Point annotation records

** START **

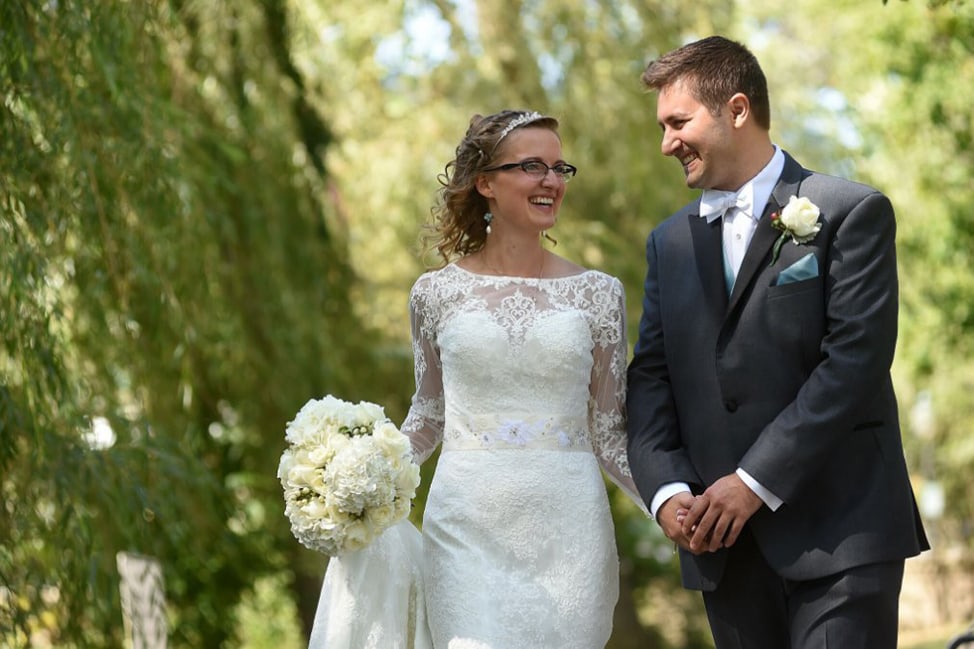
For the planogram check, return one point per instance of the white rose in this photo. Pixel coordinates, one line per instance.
(800, 219)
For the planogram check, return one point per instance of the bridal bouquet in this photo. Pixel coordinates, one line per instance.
(347, 474)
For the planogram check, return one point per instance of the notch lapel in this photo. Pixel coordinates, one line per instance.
(759, 251)
(709, 252)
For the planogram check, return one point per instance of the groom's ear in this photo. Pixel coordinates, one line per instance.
(740, 108)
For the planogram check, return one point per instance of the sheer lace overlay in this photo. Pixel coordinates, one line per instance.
(523, 383)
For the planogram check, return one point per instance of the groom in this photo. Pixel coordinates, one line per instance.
(763, 428)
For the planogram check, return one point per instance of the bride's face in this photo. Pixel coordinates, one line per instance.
(519, 199)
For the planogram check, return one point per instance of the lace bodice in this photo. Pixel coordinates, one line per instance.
(504, 362)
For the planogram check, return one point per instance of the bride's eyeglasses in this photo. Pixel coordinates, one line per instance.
(538, 169)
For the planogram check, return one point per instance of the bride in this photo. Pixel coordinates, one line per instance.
(520, 359)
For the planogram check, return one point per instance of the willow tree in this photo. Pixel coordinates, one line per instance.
(171, 267)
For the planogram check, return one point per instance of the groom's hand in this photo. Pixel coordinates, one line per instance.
(670, 517)
(716, 518)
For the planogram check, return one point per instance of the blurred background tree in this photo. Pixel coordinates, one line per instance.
(209, 216)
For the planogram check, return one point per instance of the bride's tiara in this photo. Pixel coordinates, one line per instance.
(526, 118)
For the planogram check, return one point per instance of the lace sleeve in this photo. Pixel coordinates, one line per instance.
(607, 403)
(424, 422)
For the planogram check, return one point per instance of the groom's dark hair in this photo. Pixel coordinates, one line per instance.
(714, 69)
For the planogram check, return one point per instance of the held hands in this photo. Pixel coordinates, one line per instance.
(715, 518)
(671, 515)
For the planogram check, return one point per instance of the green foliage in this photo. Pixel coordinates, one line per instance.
(209, 215)
(170, 266)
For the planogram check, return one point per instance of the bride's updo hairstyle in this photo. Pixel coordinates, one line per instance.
(458, 227)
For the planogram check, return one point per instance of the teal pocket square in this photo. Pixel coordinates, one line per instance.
(804, 268)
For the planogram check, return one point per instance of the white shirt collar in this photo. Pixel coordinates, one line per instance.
(750, 198)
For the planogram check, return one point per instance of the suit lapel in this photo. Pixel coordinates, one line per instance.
(759, 251)
(709, 253)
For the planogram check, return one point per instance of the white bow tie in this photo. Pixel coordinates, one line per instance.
(714, 203)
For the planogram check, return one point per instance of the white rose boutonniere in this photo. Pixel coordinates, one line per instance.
(798, 221)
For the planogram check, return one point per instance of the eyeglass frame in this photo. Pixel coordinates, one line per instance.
(566, 174)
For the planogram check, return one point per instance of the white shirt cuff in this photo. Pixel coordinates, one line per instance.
(771, 500)
(666, 492)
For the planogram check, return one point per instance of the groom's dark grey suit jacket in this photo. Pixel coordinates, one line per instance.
(789, 381)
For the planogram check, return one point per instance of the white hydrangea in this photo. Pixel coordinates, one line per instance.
(347, 475)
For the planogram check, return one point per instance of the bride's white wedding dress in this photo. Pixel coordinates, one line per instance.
(523, 382)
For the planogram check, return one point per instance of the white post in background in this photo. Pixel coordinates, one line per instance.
(143, 600)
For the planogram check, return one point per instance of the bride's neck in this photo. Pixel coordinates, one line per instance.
(513, 260)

** END **

- **Set problem**
Transcribe the records above exactly, leaving out every picture.

- **Task solution**
For the planogram check, return one point per instance of the white rose in this photo. Pixel coordinates, one line per instance.
(800, 219)
For the planogram check, return one point per instance of the bridal bouquet in this photo. Pixel coordinates, one line per instance.
(347, 474)
For the planogram check, return one point per instance of the notch lapel in this photo. Pixel coordinates, one line per instance.
(759, 251)
(709, 252)
For the planogram check, return one point per instance of the groom's ear in this photo. Pixel coordinates, one line per instance.
(740, 108)
For the planogram check, return one point per instance of the sheer lace overlay in this photo. Pixel coordinates, one line per instance.
(523, 383)
For the planogram check, return one point per instance of the groom in this photo. Pixel coordinates, one line per instance.
(763, 428)
For the planogram check, return one point per instance of the bride's face in this photo. Pixel coordinates, one line per instance.
(519, 199)
For the planogram check, return one point per instance of the lace bodice in this photo. Pixel coordinates, one line per instance.
(504, 362)
For the planogram check, return one point per instance of the bride's eyeglasses in this photo. Pixel coordinates, one line per instance.
(538, 169)
For the planogram check, return one point per instance of the bride in this photo. Pixel coordinates, one line per instance.
(520, 359)
For the planogram check, return one point per instance of the willow tree in this photo. Pixel coordinates, one line per instance.
(171, 267)
For the planogram check, return one point per instance of the groom's hand in this photo. Pixel coordinates, one line per instance.
(670, 517)
(716, 518)
For the planogram check, return one point per instance of the blurred background tree in this photo. Pixel coordinates, one line per instance.
(209, 216)
For the planogram check, return one point per instance of the bride's tiara in this photo. Pixel coordinates, one line per instance.
(526, 118)
For the planogram check, return one point per instance of the lace sleeve in this photo. Pixel coordinates, one line per instance.
(607, 403)
(424, 422)
For the planogram check, return one point per instance of the groom's dark hair in this photo. Pixel coordinates, one line per instance.
(714, 69)
For the planogram check, return one point per instance of the held hands in this photo. Pixel coordinates, one line per instance.
(715, 518)
(671, 515)
For the planogram check, return one point per instance of the green foliage in this photo. Pixel coordinates, one line per instance.
(209, 215)
(170, 266)
For the planogram check, return one point per instance of the bride's updo hairstyle in this photo. Pixel coordinates, one line per instance.
(458, 227)
For the planogram check, return one point per instance of the teal pocket square in this photo. Pixel coordinates, one line per instance.
(804, 268)
For the planogram check, return one point per instance of the white shirt collar in this photo. Pixel coordinates, one line per instance.
(750, 198)
For the planogram check, return one point per instance of the suit lapel in this photo. Pixel coordinates, one line per instance.
(759, 251)
(709, 253)
For the planogram check, return one point per instance of the white bow tie in this photo. Pixel coordinates, one line per instance.
(714, 203)
For the planogram check, return one point per instance of the white rose boutonniere in this photo. Pixel coordinates, one line per instance.
(798, 221)
For the planogram check, return one point per instance of the eyeglass frame in this photo. Pixel coordinates, one line per instance.
(566, 174)
For the planogram check, return one point per instance of the white shirt cuff in this photo. Pixel coordinates, one line per instance.
(771, 500)
(666, 492)
For the planogram check, return one point per instance of the groom's dark grey suit jacket in this photo. Pixel coordinates, one line per instance.
(789, 381)
For the planogram check, return one point per instance of the white hydrangea in this photo. Pixel coordinates, one line per instance.
(347, 475)
For the planogram check, return one point per instance of the bride's white wedding dress in this photo. Pixel coordinates, one line per instance.
(523, 382)
For the planogram check, return one point per instance of the white post in background in this photo. Pixel coordinates, one line per instance.
(143, 600)
For the planogram check, return one point per instance of the bride's neck in this photo. Pixel coordinates, one line per instance.
(513, 260)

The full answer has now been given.